Continue the text below about loratadine and other allergy medicines, picking up right after its last sentence.
START GIVEN PASSAGE
Summary: Loratadine (generic Claritin) is one of three non-drowsy antihistamines that I see used on a consistent basis. It’s also, based on my experience and feedback from patients, the least effective of the three. A switch to another anti-histamine is often effective. You may want to consider switching to a formulation that has a decongestant in it as well. Like generic Zyrtec-D.
Dear Curtis: I’ve noticed that since the cottonwood trees have started shedding their cotton my head has clogged up, my eyes are red and watering and my nose is running. I haven’t gone to the doctor for it. But it happens every year and then eventually goes away. I’m sure it’s allergies. The only thing is last year the pharmacist recommended loratadine. It didn’t do a thing. But I’m so miserable. Is there anything else you might recommend? If loratadine is an allergy pill why didn’t it work?
You’d be amazed how often I hear this same type of story. A person has allergies. They take an allergy medication like loratadine (generic Claritin). And it doesn’t work.
First of all, there are a number of allergy medications. Some in the same class. For example, loratadine (Claritin), fexofenadine (Allegra) and cetirizine (Zyrtec) are all ‘non-drowsy’ anti-histamines. But, even though they are in the same class doesn’t mean you’ll respond to each of them in the same way.
I’ve had people, like yourself, utterly fail to see results with loratadine, but get relief with fexofenadine or cetirizine. Why? I don’t exactly know. They’re suppose to act in the same way. But as time has gone along I’ve learned one thing: each person responds to medications in different ways. Often very unpredictable ways.
END GIVEN PASSAGE
START DATA SUPPLIED
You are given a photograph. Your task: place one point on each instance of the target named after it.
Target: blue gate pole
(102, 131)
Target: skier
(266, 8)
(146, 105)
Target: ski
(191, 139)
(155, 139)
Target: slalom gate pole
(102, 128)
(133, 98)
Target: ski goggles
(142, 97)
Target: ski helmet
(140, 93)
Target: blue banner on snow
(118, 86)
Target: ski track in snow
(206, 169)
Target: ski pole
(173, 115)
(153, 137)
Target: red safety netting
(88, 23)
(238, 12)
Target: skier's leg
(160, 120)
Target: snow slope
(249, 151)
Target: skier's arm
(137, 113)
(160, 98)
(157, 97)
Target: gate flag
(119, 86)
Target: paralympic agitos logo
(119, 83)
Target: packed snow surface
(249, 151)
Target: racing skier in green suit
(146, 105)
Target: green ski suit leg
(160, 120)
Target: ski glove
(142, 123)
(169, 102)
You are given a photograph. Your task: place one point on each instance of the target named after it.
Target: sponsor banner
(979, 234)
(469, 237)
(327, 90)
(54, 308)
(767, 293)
END DATA SUPPLIED
START DATA SUPPLIED
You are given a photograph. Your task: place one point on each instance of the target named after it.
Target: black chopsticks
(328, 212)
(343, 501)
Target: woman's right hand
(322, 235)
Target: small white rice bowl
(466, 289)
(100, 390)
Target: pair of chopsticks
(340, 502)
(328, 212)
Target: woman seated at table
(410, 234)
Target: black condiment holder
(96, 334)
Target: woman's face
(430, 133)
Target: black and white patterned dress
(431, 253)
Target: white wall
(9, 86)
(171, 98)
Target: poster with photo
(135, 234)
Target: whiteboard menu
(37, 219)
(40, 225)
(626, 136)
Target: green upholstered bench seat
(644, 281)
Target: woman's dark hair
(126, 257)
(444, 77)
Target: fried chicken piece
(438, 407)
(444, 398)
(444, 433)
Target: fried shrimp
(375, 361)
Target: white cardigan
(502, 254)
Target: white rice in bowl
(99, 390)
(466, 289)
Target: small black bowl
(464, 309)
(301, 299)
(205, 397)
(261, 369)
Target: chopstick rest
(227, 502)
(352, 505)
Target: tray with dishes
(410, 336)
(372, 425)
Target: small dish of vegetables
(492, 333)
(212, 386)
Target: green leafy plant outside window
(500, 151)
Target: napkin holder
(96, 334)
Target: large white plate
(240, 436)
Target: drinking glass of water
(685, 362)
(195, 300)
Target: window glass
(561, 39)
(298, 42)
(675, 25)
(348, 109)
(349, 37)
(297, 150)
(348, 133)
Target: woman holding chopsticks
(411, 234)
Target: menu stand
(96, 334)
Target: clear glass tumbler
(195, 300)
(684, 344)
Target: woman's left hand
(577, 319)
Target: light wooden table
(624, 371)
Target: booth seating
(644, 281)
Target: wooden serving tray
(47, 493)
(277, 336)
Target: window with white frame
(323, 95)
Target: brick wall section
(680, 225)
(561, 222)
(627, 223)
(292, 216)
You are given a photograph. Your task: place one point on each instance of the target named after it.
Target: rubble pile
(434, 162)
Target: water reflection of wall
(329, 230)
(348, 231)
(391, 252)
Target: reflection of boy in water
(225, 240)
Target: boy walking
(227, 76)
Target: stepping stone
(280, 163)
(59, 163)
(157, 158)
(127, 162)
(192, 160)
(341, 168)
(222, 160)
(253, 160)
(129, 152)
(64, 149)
END DATA SUPPLIED
*OUTPUT OF THE TASK*:
So, I wouldn’t hesitate to try another allergy medication. If I were to recommend one to start with it would be Zyrtec (cetirizine). It doesn’t work for everyone but the patients who I get feedback from who get relief often times use Zyrtec. Ironically, the patients who claim that their allergy pill didn’t work are, more often than not, using Claritin.
One Other Option
I don’t know if you’ve ever tried Sudafed (pseudoephedrine) before but you may find it to be helpful for you. It’s a decongestant and may help the feeling that your head has clogged up. The downside is it makes some folks pretty jittery and can make it difficult to get to sleep. But, I doubt you’re sleeping that great right now with the symptoms you have.
Zyrtec-D is available in a generic (cetirizine-pseudoephedrine). In most states you can buy it over-the-counter. Technically, it is behind the pharmacy counter, but you don’t need a prescription for it. You will need to show your license and sign that you got some. It’s a way for states and pharmacies to track how much of the product certain people have bought as the pseudoephedrine component is used to make methamphetamine.
Personally, I think you’ll see better results with Zyrtec. I would seriously consider getting some Zyrtec D to help with the congestion as well. Also, I’d appreciate knowing how you did and if it helped at all?